- [Assignment]
Repeat the data below exactly, dropping any pictures it holds.
===== Data excerpts =====
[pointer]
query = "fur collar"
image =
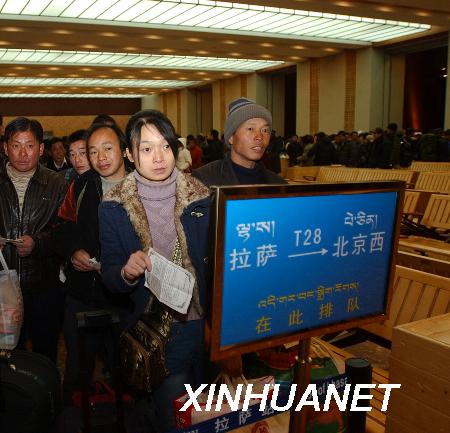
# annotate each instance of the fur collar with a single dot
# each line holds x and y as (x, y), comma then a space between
(188, 190)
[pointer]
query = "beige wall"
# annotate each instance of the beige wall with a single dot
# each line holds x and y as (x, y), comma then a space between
(64, 125)
(395, 80)
(303, 87)
(331, 93)
(275, 90)
(369, 106)
(152, 101)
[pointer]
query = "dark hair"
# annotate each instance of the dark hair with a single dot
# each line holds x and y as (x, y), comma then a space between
(23, 124)
(104, 119)
(158, 120)
(77, 135)
(392, 126)
(96, 126)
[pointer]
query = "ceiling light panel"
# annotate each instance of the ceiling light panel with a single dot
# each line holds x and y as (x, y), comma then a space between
(74, 58)
(91, 82)
(201, 14)
(69, 95)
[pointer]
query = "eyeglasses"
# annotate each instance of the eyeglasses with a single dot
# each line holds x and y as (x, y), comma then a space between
(265, 130)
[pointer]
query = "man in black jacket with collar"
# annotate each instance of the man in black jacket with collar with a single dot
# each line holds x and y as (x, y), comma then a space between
(247, 131)
(77, 240)
(30, 195)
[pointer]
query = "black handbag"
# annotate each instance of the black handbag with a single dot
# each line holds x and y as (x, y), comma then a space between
(142, 347)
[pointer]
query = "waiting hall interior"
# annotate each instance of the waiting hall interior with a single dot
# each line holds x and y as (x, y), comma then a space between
(357, 94)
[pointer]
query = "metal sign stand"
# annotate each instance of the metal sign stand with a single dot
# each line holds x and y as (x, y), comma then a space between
(302, 374)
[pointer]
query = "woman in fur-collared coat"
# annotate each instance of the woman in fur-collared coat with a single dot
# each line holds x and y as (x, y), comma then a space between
(158, 207)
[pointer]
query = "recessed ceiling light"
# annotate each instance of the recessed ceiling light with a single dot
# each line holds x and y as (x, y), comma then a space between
(109, 34)
(207, 15)
(62, 32)
(128, 60)
(12, 29)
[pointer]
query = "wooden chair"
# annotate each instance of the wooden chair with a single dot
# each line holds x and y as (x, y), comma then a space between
(416, 295)
(430, 166)
(436, 182)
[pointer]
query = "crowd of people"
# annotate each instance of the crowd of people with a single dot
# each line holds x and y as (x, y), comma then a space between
(389, 148)
(79, 215)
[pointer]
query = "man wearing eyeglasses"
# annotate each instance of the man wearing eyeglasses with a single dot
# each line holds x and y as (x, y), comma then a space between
(247, 133)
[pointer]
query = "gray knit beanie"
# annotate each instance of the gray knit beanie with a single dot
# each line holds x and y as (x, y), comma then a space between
(241, 110)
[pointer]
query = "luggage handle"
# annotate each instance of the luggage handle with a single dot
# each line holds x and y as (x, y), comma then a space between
=====
- [Answer space]
[pointer]
query = "fur collar"
image =
# annotate each instance of the fur collar with a single dot
# each line holds x and y as (x, y), comma then a space between
(188, 190)
[pointer]
query = "beige wall"
# annotate each instance of the beige wall with a single dot
# each line holds x and y as (x, y), comma then a space between
(64, 125)
(395, 80)
(303, 87)
(331, 93)
(275, 90)
(369, 106)
(152, 101)
[pointer]
query = "dark hair"
# annotate each instance of the dark hair with a single dot
# each line holds x and y as (x, y), comma then a space between
(23, 124)
(104, 119)
(158, 120)
(77, 135)
(392, 126)
(96, 126)
[pointer]
query = "ceiling light panel"
# annotate each instance of the ceiling light panel with a single dot
# each line holds x and y as (x, y), comma then a space between
(74, 58)
(91, 82)
(201, 14)
(69, 95)
[pointer]
query = "eyeglasses"
# annotate each instance of the eyeglasses with a single dot
# each line holds x and y as (x, y), comma then a space between
(265, 130)
[pointer]
query = "man in black jacket with collar"
# annotate each instance of the man in black jacket with collar with a single dot
# each line holds x and y as (x, y), comma then a space between
(247, 131)
(77, 240)
(30, 195)
[pointer]
query = "black handbag"
# annotate each instance of the black handbag with a single dot
# each line holds x and y as (x, y), comma then a space between
(142, 347)
[pointer]
query = "waiting hall interior"
# annotate each instance of the waiting hall interior with a single dot
# each line holds x and y as (x, y), comma then a space between
(357, 94)
[pointer]
query = "metal sign stand"
# annotate each instance of the metal sign stand with a single dot
# each line holds x and y as (x, y), comma then a space between
(302, 374)
[pointer]
query = "woman in fur-collared coat"
# annotate each instance of the woman in fur-collared coat with a single dot
# each line holds x and y as (x, y), comma then a space between
(158, 207)
[pointer]
query = "recessed ceiling light"
# annotate each instance of the recessed ceiling light with a single dot
# each line holds x and y as (x, y), comma then a space between
(109, 34)
(207, 15)
(62, 32)
(128, 60)
(12, 29)
[pointer]
query = "wooden chair"
# annotate each instance of the wooden chair with a single dot
# each line holds x and y as (x, y), comma then a space between
(416, 295)
(430, 166)
(436, 182)
[pointer]
query = "crowd of people"
# annotate each instance of the crowd of people with a single dot
# each line holds x and y as (x, y), comma then a space between
(389, 148)
(79, 215)
[pointer]
query = "man wearing eyeglasses"
# annotate each instance of the man wearing eyeglasses with a single dot
# each line holds x and y as (x, y), comma then a space between
(247, 133)
[pointer]
query = "gray knit beanie"
# annotate each instance of the gray knit beanie with a single dot
# each line holds x and y as (x, y), comma then a space between
(241, 110)
[pointer]
query = "luggage handle"
# annotate each instance of the luggage handle with a single dot
# each line holds x and y as (x, y), comma then a space between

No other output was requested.